*РАБОЧЕЕ ЗАДАНИЕ*: Оформите все строки приведенного ниже листинга в виде нумерованного списка, пропустив пустые строки.

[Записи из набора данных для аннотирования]
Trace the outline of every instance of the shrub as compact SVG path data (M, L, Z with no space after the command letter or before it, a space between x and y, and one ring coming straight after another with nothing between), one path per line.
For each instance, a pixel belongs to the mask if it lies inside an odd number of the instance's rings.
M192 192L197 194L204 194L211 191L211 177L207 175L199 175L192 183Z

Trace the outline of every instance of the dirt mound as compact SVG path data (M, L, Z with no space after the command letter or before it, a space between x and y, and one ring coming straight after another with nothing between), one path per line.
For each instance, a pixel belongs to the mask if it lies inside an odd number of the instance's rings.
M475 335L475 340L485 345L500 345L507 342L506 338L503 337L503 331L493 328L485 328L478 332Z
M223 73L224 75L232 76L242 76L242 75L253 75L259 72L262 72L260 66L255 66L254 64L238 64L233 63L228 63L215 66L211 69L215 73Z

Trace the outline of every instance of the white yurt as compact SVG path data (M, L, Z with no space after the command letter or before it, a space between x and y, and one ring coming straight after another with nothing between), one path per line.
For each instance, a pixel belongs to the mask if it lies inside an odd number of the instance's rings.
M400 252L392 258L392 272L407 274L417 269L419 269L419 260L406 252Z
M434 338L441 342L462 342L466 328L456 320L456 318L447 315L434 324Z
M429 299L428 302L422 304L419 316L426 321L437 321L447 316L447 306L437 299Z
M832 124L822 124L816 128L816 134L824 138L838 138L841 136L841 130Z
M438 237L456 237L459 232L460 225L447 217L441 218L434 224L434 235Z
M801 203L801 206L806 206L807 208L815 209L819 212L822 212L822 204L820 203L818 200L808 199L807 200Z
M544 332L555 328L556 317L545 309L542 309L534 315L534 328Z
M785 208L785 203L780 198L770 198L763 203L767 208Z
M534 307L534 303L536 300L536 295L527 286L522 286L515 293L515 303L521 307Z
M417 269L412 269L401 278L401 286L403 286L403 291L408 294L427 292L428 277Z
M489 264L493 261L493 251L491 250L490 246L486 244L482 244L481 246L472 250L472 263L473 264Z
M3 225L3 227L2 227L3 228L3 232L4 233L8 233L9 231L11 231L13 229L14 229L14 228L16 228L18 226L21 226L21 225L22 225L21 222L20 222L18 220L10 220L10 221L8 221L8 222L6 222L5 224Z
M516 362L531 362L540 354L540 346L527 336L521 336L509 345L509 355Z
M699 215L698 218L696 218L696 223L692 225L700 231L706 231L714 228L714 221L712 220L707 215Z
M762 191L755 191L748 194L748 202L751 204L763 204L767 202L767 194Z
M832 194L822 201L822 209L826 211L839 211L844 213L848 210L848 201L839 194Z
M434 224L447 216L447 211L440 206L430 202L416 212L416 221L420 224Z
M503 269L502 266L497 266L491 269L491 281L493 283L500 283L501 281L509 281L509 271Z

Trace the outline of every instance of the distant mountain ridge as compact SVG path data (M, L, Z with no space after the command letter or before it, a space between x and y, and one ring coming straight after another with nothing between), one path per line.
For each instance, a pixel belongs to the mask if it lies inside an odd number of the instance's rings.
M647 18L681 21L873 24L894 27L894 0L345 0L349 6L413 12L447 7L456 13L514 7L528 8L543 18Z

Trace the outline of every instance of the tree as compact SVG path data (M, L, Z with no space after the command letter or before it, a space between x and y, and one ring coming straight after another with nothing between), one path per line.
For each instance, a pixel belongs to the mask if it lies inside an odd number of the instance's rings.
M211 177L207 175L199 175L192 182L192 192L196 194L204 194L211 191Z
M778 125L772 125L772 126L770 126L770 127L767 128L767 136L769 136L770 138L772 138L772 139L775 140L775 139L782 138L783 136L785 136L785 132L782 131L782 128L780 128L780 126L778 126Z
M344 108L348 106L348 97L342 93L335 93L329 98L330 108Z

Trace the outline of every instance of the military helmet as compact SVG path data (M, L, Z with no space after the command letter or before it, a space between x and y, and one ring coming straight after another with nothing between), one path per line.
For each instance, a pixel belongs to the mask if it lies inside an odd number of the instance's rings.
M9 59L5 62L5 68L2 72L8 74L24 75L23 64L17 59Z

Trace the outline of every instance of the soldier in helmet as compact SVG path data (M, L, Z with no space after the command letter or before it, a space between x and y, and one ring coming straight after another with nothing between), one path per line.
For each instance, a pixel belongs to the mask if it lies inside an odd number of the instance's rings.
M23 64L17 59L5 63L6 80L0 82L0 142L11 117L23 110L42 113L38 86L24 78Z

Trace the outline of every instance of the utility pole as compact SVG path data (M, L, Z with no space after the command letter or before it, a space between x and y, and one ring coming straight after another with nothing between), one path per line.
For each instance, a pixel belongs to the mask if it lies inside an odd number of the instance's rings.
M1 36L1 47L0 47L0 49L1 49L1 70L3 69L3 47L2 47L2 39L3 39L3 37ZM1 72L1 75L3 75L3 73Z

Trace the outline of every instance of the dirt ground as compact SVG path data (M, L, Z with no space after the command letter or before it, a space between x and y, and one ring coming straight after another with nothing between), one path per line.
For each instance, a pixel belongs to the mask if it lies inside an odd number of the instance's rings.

*ОТВЕТ К УПРАЖНЕНИЮ*:
1. Trace the outline of every instance of the shrub as compact SVG path data (M, L, Z with no space after the command letter or before it, a space between x and y, and one ring coming straight after another with nothing between), one path per line.
2. For each instance, a pixel belongs to the mask if it lies inside an odd number of the instance's rings.
3. M192 192L197 194L204 194L211 191L211 177L207 175L199 175L192 183Z
4. Trace the outline of every instance of the dirt mound as compact SVG path data (M, L, Z with no space after the command letter or before it, a space between x and y, and one ring coming straight after another with nothing between), one path per line.
5. For each instance, a pixel belongs to the mask if it lies inside an odd number of the instance's rings.
6. M475 335L475 340L485 345L500 345L507 342L506 338L503 337L503 331L493 328L485 328L478 332Z
7. M223 73L224 75L232 76L242 76L242 75L253 75L259 72L262 72L260 66L255 66L254 64L238 64L233 63L228 63L215 66L211 69L215 73Z
8. Trace the outline of every instance of the white yurt as compact SVG path data (M, L, Z with no space after the command letter or before it, a space between x and y, and one ring coming straight after another with nothing between), one path per line.
9. For each instance, a pixel belongs to the mask if it lies inside an odd number of the instance's rings.
10. M400 252L392 258L392 272L407 274L417 269L419 269L419 260L406 252Z
11. M434 338L441 342L462 342L466 328L456 320L456 318L447 315L434 324Z
12. M429 299L428 302L422 304L419 316L426 321L437 321L447 316L447 306L437 299Z
13. M832 124L822 124L816 128L816 134L824 138L838 138L841 136L841 130Z
14. M438 237L456 237L459 232L460 225L447 217L441 218L434 224L434 235Z
15. M801 203L801 206L806 206L807 208L815 209L819 212L822 212L822 204L820 203L818 200L808 199L807 200Z
16. M544 332L555 328L556 317L545 309L542 309L534 315L534 328Z
17. M785 208L785 203L780 198L770 198L763 203L767 208Z
18. M534 307L534 303L536 300L536 295L527 286L522 286L515 293L515 303L521 307Z
19. M417 269L412 269L401 278L401 286L403 286L403 291L408 294L427 292L428 277Z
20. M489 264L493 261L493 251L491 250L490 246L486 244L482 244L481 246L472 250L472 263L473 264Z
21. M3 225L3 227L2 227L3 228L3 232L4 233L8 233L9 231L11 231L13 229L14 229L14 228L16 228L18 226L21 226L21 225L22 225L21 222L20 222L18 220L10 220L10 221L8 221L8 222L6 222L5 224Z
22. M516 362L531 362L540 354L540 346L527 336L521 336L509 345L509 355Z
23. M699 215L698 218L696 218L696 223L692 225L700 231L706 231L714 228L714 221L712 220L707 215Z
24. M762 191L755 191L748 194L748 202L751 204L763 204L767 202L767 194Z
25. M832 194L822 201L822 209L826 211L839 211L844 213L848 210L848 201L839 194Z
26. M434 224L447 216L447 211L440 206L430 202L416 212L416 221L420 224Z
27. M503 269L502 266L497 266L491 269L491 281L493 283L500 283L501 281L509 281L509 271Z
28. Trace the outline of every instance of the distant mountain ridge as compact SVG path data (M, L, Z with no space after the command letter or before it, a space between x and y, and one ring coming straight after another with nothing between), one path per line.
29. For each instance, a pixel belongs to the mask if it lies inside an odd number of the instance's rings.
30. M647 18L681 21L873 24L894 27L894 0L345 0L349 6L413 12L447 7L456 13L514 7L528 8L543 18Z
31. Trace the outline of every instance of the tree as compact SVG path data (M, L, Z with no space after the command letter or before it, a space between x and y, and one ring coming straight after another with nothing between), one path per line.
32. For each instance, a pixel belongs to the mask if it lies inside an odd number of the instance's rings.
33. M211 177L207 175L199 175L192 182L192 192L196 194L204 194L211 191Z
34. M778 125L772 125L772 126L770 126L770 127L767 128L767 136L769 136L770 138L772 138L772 139L775 140L775 139L782 138L783 136L785 136L785 132L782 131L782 128L780 128L780 126L778 126Z
35. M344 108L348 106L348 97L342 93L335 93L329 98L330 108Z
36. Trace the outline of every instance of the military helmet as compact SVG path data (M, L, Z with no space after the command letter or before it, a space between x and y, and one ring coming straight after another with nothing between), one path per line.
37. For each instance, a pixel belongs to the mask if it lies inside an odd number of the instance's rings.
38. M9 59L5 62L5 68L2 72L8 74L24 75L23 64L17 59Z
39. Trace the outline of every instance of the soldier in helmet as compact SVG path data (M, L, Z with no space after the command letter or before it, a space between x and y, and one ring coming straight after another with nothing between), one path per line.
40. For each instance, a pixel belongs to the mask if it lies inside an odd number of the instance's rings.
41. M23 64L17 59L5 63L6 80L0 82L0 142L11 117L23 110L42 113L38 86L24 78Z
42. Trace the outline of every instance of the utility pole as compact SVG path data (M, L, Z with no space after the command letter or before it, a space between x and y, and one ring coming straight after another with nothing between), one path per line.
43. For each instance, a pixel belongs to the mask if it lies inside an odd number of the instance's rings.
44. M1 36L1 47L0 47L0 49L1 49L1 70L3 69L3 47L2 47L2 39L3 39L3 37ZM1 72L1 75L3 75L3 73Z
45. Trace the outline of every instance of the dirt ground as compact SVG path data (M, L, Z with no space after the command letter or before it, a space between x and y, and one ring coming straight after another with nothing between), one path per line.
46. For each instance, a pixel belongs to the mask if it lies inside an odd number of the instance's rings.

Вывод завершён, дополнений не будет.